> **Required task 1**
Copy every entry that follows the forestry passage below, keeping each line unchanged.

> **Text excerpt**
——————————

In a busy week, one of the more interesting announcements was an intention to float notice from Foresight Sustainable Forestry Company. The company hopes to raise £200m and invest that in UK forestry assets. It thinks it can generate rolling annual returns of 5% above inflation (as measured by CPI) once it has got its IPO proceeds invested. It has a seed (not an intentional joke) portfolio valued at £130m and a £125m pipeline behind that. This gives the manager confidence that £200m could be deployed in full within 12 months.

Don’t extrapolate from the past

We have been here before, but the track record wasn’t great. The AIC’s farming and forestry sub-sector currently has just one constituent – Cambium Global Timberland (TREE) – which has a market cap of £4m and trades on a 32% discount. It has been selling off its portfolio since 2014 after its NAV had plunged from £1 to 40p. Phaunos Timber Fund (PTF) was lost to a bid in September 2018 at 52 cents per share, well short of its $1 launch price.

UK focused

The Foresight fund is a different animal, however. The narrow focus on UK assets makes it a much simpler investment proposition. The UK market is said to be in structural imbalance – we import most of the timber we use – and we have far lower forest cover than the European average – probably thanks to the navy.

——————————

> **Extracted material**
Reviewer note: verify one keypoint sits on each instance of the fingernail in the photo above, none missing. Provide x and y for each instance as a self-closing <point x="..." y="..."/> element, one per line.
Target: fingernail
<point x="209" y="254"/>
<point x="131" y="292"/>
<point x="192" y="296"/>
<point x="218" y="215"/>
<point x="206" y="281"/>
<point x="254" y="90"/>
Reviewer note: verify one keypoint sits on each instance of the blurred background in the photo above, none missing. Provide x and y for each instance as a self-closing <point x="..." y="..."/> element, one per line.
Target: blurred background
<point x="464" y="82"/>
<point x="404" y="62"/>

——————————

> **Required task 2**
Reproduce the full forestry passage above word for word.

> **Full output 1**
Reviewer note: verify one keypoint sits on each instance of the fingernail in the photo above, none missing. Provide x and y for each instance as a self-closing <point x="..." y="..."/> element, one per line.
Target: fingernail
<point x="209" y="254"/>
<point x="131" y="292"/>
<point x="192" y="296"/>
<point x="218" y="215"/>
<point x="206" y="281"/>
<point x="254" y="90"/>
Reviewer note: verify one keypoint sits on each instance of the blurred background in the photo above, none missing. Provide x and y for each instance as a self-closing <point x="..." y="..."/> element, one per line.
Target: blurred background
<point x="464" y="82"/>
<point x="404" y="62"/>

> **Full output 2**
In a busy week, one of the more interesting announcements was an intention to float notice from Foresight Sustainable Forestry Company. The company hopes to raise £200m and invest that in UK forestry assets. It thinks it can generate rolling annual returns of 5% above inflation (as measured by CPI) once it has got its IPO proceeds invested. It has a seed (not an intentional joke) portfolio valued at £130m and a £125m pipeline behind that. This gives the manager confidence that £200m could be deployed in full within 12 months.

Don’t extrapolate from the past

We have been here before, but the track record wasn’t great. The AIC’s farming and forestry sub-sector currently has just one constituent – Cambium Global Timberland (TREE) – which has a market cap of £4m and trades on a 32% discount. It has been selling off its portfolio since 2014 after its NAV had plunged from £1 to 40p. Phaunos Timber Fund (PTF) was lost to a bid in September 2018 at 52 cents per share, well short of its $1 launch price.

UK focused

The Foresight fund is a different animal, however. The narrow focus on UK assets makes it a much simpler investment proposition. The UK market is said to be in structural imbalance – we import most of the timber we use – and we have far lower forest cover than the European average – probably thanks to the navy.